● **EXERCISE INSTRUCTIONS**: Return the following records line for line, without changing anything.

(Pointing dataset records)

##########

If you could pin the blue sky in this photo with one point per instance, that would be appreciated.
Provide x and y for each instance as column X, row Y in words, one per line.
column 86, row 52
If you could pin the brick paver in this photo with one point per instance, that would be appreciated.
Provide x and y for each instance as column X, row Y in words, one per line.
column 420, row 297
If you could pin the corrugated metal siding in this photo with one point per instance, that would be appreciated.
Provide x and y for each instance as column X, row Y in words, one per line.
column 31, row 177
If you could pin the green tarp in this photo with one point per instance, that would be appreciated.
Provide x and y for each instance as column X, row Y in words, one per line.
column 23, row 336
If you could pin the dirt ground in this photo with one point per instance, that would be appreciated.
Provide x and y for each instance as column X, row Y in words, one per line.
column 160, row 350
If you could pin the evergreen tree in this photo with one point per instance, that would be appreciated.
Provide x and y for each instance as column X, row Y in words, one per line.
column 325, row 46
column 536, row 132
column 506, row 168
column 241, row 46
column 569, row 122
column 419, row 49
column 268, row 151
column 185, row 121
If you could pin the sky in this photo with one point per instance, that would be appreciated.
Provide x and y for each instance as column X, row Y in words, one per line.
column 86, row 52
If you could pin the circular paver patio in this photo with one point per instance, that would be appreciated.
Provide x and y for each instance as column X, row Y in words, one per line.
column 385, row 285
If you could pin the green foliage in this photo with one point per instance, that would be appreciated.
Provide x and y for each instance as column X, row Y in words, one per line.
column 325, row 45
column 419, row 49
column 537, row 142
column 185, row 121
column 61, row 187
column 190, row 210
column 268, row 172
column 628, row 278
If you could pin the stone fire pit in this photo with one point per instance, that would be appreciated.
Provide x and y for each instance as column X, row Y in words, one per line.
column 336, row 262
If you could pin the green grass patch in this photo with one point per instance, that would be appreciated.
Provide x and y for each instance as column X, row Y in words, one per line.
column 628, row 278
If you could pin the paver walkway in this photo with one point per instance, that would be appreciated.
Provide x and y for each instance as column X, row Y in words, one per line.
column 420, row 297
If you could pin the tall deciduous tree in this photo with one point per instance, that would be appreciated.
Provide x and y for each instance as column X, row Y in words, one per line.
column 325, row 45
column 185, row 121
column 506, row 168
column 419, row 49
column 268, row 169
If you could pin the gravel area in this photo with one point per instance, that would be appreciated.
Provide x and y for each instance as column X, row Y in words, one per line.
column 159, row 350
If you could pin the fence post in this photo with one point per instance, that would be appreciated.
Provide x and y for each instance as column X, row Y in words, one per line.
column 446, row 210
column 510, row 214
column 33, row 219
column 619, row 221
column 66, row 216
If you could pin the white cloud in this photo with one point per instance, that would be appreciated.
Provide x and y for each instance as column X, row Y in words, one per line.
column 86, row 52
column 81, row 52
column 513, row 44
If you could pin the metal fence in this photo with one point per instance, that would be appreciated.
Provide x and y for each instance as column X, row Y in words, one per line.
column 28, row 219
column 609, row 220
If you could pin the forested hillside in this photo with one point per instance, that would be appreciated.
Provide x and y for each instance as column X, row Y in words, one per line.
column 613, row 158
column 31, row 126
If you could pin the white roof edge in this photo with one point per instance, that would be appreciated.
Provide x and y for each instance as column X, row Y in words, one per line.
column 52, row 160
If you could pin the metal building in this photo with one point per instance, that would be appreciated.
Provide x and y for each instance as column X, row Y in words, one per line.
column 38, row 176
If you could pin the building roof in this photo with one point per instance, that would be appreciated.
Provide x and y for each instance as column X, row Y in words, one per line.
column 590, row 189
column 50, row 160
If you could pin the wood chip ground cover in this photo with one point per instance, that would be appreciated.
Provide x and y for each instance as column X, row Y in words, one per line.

##########

● **EXERCISE ANSWER**:
If you could pin the blue sky in this photo with one point per instance, that would be appreciated.
Provide x and y for each instance as column X, row Y in words, one per line.
column 86, row 52
If you could pin the brick paver in this photo with one point per instance, that would be appreciated.
Provide x and y for each instance as column X, row Y in words, one per line.
column 420, row 297
If you could pin the corrugated metal siding in this photo with one point per instance, that would be appreciated.
Provide x and y for each instance as column X, row Y in words, one per line.
column 31, row 177
If you could pin the green tarp in this photo with one point per instance, that would be appreciated.
Provide x and y for each instance as column X, row Y in words, one per line.
column 23, row 336
If you could pin the dirt ground in this photo with one point per instance, that would be appreciated.
Provide x and y for each instance as column X, row Y in words, one per line.
column 160, row 350
If you could pin the evergreen tree in this photo with one point per instance, that would be appreciated.
Provide x and y for each instance as column X, row Y in words, one per line.
column 325, row 46
column 536, row 132
column 506, row 168
column 241, row 46
column 569, row 122
column 419, row 49
column 268, row 151
column 185, row 121
If you could pin the sky in this photo with one point per instance, that would be appreciated.
Provide x and y for each instance as column X, row Y in words, one per line.
column 86, row 52
If you could pin the circular paver patio in this photo with one point per instance, that would be appreciated.
Provide x and y for each instance as column X, row Y in words, one per line.
column 385, row 285
If you could pin the green foliage in this photo with one point per instance, that would be appreciated.
Provide x and y for each instance as column X, row Y in words, one per line.
column 325, row 45
column 419, row 49
column 537, row 142
column 185, row 121
column 61, row 187
column 190, row 210
column 268, row 172
column 628, row 278
If you could pin the stone fire pit in this photo with one point per instance, that would be appreciated.
Provide x and y for each instance as column X, row Y in words, one per line.
column 336, row 262
If you could pin the green grass patch in this photo with one point per instance, that would be appreciated.
Provide x and y for each instance as column X, row Y in words, one per line.
column 628, row 278
If you could pin the paver walkway in this photo with one point per instance, that would be appreciated.
Provide x and y for each instance as column X, row Y in words, one per line.
column 420, row 297
If you could pin the tall deciduous tree in this photo with one point per instance, that would be appreciated.
Provide x and y for each instance as column X, row Y in words, one per line.
column 325, row 45
column 185, row 121
column 506, row 168
column 419, row 49
column 268, row 169
If you could pin the gravel area in this photo with one point per instance, that would be appreciated.
Provide x and y for each instance as column X, row Y in words, one per line.
column 159, row 350
If you could pin the fence post in this photo with one point per instance, that would be appreciated.
Provide x and y for each instance as column X, row Y in words, one per line.
column 446, row 210
column 510, row 214
column 33, row 219
column 619, row 221
column 66, row 216
If you could pin the white cloud in this photo with one point per instance, that would be appreciated.
Provide x and y for each instance as column X, row Y in words, one per line.
column 86, row 52
column 81, row 52
column 513, row 44
If you could pin the metal fence in this photo with one point per instance, that would be appreciated.
Provide x and y for each instance as column X, row Y in words, one per line.
column 28, row 219
column 609, row 220
If you could pin the forested hillside in this photo with one point per instance, that would be appreciated.
Provide x and y for each instance as column X, row Y in words, one per line.
column 613, row 158
column 31, row 126
If you could pin the white roof edge in this photo with one point per instance, that would be appreciated.
Provide x and y for each instance as column X, row Y in words, one per line.
column 52, row 160
If you could pin the metal building in this photo with one point per instance, that would be appreciated.
Provide x and y for each instance as column X, row Y in words, one per line.
column 38, row 176
If you could pin the building roof in this photo with one point per instance, that would be appreciated.
Provide x and y for each instance as column X, row Y in words, one per line.
column 590, row 189
column 50, row 160
If you could pin the wood chip ground cover in this photo with one point per instance, that would be appreciated.
Provide x and y for each instance as column X, row Y in words, one per line.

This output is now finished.